**TASK INSTRUCTIONS:**
Locate every line in the material below that contains the word "white", and copy each such line.

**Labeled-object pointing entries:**
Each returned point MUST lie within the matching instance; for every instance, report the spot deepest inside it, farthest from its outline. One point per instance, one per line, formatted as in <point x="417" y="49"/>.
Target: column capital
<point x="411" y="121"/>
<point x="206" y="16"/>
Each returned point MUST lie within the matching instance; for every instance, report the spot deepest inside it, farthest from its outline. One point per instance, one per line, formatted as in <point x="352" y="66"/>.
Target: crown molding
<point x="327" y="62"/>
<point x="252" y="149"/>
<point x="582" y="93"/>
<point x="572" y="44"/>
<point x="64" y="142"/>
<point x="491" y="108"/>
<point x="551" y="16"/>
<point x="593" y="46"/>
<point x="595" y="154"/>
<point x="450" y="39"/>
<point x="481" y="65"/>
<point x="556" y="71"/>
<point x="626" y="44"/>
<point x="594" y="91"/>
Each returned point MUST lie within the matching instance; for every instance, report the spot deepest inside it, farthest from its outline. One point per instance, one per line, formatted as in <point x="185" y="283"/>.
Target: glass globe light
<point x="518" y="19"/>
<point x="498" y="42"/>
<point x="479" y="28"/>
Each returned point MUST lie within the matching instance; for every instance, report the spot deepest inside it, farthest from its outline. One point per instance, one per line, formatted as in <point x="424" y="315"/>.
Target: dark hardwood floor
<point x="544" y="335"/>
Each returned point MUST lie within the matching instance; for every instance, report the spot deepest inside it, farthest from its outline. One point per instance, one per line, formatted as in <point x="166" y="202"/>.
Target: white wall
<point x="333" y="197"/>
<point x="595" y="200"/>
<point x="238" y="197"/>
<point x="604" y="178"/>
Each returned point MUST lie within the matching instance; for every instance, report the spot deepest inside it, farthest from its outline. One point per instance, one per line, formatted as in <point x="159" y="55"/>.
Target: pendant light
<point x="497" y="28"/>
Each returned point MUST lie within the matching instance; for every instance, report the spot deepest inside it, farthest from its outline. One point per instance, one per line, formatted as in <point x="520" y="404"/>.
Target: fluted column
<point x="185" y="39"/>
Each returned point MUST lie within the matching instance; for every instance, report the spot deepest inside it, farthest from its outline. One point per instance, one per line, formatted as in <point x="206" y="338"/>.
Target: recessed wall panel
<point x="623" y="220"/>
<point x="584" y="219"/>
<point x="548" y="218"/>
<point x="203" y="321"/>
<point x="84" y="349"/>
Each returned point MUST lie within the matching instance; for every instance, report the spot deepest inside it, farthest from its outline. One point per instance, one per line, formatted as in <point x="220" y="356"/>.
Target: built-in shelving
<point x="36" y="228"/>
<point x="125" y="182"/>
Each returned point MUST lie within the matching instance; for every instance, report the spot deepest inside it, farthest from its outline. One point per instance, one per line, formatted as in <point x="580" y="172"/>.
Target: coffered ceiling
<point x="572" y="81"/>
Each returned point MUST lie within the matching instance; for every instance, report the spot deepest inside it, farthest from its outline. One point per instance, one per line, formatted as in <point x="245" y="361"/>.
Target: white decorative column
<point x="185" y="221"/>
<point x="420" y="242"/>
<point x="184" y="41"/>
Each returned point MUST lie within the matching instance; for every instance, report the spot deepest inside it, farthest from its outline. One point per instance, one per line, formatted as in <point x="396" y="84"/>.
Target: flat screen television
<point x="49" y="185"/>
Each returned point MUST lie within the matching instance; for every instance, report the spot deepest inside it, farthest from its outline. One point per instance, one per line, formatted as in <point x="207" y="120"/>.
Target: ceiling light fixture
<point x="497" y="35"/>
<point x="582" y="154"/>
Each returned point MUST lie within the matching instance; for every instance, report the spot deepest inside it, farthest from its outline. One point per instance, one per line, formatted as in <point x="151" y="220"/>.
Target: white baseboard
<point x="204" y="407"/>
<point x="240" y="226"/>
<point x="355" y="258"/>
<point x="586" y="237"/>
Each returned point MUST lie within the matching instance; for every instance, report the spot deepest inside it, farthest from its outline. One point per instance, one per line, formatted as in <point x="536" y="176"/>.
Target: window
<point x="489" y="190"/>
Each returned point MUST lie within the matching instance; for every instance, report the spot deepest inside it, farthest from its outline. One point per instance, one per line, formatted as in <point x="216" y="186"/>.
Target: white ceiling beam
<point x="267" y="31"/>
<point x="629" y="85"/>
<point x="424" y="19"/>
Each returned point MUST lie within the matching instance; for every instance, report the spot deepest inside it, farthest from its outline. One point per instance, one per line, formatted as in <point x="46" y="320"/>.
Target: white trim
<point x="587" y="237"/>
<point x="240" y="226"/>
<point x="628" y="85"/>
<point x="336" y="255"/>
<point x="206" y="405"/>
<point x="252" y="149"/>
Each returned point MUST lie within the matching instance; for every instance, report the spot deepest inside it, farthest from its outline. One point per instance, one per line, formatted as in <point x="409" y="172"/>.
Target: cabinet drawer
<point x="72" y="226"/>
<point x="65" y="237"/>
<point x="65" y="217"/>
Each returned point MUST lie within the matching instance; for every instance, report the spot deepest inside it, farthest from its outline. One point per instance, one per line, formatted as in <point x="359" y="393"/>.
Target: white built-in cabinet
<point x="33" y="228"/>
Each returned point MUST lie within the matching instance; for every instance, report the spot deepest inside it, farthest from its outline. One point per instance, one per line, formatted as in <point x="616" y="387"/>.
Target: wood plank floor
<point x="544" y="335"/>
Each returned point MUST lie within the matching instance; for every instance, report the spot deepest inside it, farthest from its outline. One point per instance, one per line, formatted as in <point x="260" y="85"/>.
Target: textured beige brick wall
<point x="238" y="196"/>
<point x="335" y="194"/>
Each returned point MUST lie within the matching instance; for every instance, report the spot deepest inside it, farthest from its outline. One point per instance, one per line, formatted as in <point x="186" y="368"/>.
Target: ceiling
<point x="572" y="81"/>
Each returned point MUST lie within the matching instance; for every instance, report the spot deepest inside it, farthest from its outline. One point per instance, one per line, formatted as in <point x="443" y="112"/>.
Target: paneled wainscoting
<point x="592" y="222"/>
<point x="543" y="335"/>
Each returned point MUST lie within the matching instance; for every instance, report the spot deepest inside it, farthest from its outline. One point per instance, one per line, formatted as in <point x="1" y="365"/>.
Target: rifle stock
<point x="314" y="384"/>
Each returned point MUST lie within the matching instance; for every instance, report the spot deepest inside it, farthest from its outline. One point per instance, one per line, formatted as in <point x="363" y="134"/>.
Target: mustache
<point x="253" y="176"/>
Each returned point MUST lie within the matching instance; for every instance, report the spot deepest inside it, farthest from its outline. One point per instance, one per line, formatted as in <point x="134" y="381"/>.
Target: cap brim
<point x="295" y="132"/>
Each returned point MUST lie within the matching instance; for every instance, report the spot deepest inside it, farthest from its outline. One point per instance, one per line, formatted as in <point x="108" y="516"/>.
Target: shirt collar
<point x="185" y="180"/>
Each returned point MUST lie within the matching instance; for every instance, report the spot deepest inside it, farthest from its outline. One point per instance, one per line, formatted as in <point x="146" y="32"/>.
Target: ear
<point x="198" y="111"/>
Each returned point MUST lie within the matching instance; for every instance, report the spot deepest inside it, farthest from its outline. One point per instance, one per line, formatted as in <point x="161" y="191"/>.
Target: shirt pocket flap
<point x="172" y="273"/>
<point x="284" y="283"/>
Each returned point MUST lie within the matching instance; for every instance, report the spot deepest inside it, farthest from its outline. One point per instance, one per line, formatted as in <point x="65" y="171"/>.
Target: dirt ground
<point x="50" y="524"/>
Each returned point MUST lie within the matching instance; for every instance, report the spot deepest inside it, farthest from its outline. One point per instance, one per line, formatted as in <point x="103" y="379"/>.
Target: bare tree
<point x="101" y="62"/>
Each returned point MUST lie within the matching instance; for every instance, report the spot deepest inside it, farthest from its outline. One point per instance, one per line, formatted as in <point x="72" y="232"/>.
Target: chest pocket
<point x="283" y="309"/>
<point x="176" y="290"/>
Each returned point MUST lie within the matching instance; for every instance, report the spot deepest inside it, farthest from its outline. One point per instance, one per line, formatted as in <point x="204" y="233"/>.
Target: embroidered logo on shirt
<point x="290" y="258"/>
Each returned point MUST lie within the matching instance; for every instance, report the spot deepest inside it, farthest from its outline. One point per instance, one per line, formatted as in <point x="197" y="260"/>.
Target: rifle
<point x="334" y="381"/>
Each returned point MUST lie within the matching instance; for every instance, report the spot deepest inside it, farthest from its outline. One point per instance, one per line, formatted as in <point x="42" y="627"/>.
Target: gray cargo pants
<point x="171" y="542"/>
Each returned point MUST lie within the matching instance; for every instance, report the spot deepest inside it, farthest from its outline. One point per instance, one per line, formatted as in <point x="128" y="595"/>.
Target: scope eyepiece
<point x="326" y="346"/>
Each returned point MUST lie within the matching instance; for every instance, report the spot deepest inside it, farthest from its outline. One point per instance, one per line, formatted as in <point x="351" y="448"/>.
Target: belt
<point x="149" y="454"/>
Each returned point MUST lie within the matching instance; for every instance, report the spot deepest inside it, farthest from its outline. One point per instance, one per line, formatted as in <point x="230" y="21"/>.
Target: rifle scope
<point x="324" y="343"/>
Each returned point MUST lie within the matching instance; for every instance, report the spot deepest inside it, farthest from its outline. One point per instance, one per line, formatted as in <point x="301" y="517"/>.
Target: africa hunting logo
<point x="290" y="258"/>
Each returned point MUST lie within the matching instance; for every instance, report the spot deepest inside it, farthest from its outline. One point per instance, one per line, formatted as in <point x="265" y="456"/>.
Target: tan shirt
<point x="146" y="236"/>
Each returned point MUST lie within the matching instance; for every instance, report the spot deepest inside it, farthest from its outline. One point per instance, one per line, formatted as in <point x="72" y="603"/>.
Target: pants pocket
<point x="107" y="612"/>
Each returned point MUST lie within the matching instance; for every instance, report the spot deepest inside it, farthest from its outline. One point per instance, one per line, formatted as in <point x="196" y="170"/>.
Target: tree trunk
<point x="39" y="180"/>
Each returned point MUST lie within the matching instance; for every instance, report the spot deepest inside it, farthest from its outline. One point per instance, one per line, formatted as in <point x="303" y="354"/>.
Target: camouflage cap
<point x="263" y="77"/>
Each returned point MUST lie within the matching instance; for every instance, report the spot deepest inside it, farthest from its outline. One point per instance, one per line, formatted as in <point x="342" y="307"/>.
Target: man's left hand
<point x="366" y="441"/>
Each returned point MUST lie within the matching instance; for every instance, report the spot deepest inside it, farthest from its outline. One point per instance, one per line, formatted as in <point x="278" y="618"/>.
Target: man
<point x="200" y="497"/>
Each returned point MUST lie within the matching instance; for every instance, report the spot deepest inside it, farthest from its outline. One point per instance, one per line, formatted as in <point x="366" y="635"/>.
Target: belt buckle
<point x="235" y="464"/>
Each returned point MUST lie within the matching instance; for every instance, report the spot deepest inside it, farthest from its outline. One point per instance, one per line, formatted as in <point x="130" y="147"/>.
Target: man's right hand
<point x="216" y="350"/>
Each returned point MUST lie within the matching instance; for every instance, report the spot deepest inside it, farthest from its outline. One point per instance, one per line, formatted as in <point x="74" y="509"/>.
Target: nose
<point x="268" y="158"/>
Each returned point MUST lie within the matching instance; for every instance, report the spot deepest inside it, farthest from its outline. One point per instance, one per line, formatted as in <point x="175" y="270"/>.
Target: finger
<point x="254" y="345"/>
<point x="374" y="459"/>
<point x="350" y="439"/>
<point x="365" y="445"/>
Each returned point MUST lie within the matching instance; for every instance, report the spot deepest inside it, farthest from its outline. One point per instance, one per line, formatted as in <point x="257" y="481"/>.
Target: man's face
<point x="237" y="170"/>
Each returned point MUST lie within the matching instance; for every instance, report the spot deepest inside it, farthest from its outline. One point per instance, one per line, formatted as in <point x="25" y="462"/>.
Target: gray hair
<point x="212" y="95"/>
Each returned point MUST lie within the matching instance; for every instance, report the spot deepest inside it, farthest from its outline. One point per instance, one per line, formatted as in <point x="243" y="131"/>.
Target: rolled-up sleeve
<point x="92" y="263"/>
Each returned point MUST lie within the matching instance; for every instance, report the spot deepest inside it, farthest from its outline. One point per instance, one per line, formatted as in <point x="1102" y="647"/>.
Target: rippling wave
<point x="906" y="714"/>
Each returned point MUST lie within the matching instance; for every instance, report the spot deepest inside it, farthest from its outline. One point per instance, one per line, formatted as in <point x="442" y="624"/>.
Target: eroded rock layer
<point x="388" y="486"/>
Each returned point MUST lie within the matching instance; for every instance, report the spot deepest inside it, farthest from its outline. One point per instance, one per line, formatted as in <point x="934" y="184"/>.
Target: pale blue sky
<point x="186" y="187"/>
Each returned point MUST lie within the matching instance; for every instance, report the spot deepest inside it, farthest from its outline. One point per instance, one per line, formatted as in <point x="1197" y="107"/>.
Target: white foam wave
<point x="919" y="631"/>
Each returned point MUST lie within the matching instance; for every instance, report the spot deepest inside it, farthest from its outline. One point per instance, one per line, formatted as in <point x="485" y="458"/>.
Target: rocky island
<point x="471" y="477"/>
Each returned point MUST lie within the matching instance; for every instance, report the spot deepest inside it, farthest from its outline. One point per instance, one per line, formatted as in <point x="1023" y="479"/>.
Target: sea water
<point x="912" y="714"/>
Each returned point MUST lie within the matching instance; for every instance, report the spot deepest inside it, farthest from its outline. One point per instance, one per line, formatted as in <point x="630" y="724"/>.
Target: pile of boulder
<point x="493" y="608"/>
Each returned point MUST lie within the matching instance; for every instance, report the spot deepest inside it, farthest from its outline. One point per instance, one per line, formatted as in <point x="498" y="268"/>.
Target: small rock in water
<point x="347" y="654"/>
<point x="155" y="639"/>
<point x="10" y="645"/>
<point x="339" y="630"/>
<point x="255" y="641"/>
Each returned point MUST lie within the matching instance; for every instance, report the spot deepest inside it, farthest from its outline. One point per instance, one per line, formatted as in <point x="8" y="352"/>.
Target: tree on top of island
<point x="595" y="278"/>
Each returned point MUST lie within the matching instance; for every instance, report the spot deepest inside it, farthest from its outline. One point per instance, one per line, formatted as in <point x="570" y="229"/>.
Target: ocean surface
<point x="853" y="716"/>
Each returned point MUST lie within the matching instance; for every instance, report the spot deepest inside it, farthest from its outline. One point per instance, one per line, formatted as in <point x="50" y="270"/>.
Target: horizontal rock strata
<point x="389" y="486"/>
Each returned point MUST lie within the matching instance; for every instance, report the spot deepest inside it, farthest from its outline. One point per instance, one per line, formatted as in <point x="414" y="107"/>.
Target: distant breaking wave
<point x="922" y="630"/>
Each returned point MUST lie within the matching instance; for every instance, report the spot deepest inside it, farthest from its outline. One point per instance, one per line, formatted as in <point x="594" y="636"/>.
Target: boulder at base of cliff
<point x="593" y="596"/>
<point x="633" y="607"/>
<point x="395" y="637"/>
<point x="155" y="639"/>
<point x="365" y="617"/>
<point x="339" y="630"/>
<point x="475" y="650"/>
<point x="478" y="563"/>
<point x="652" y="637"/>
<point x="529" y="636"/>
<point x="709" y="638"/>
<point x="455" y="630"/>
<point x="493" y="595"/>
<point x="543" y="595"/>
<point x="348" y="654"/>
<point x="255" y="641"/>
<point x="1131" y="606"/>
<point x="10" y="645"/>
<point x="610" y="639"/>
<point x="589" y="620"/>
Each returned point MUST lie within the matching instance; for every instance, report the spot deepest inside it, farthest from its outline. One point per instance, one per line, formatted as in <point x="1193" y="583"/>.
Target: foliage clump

**ANSWER FOR THE TASK:**
Target: white wall
Target: white decorative column
Target: white baseboard
Target: white ceiling beam
Target: white trim
Target: white built-in cabinet
Target: white foam wave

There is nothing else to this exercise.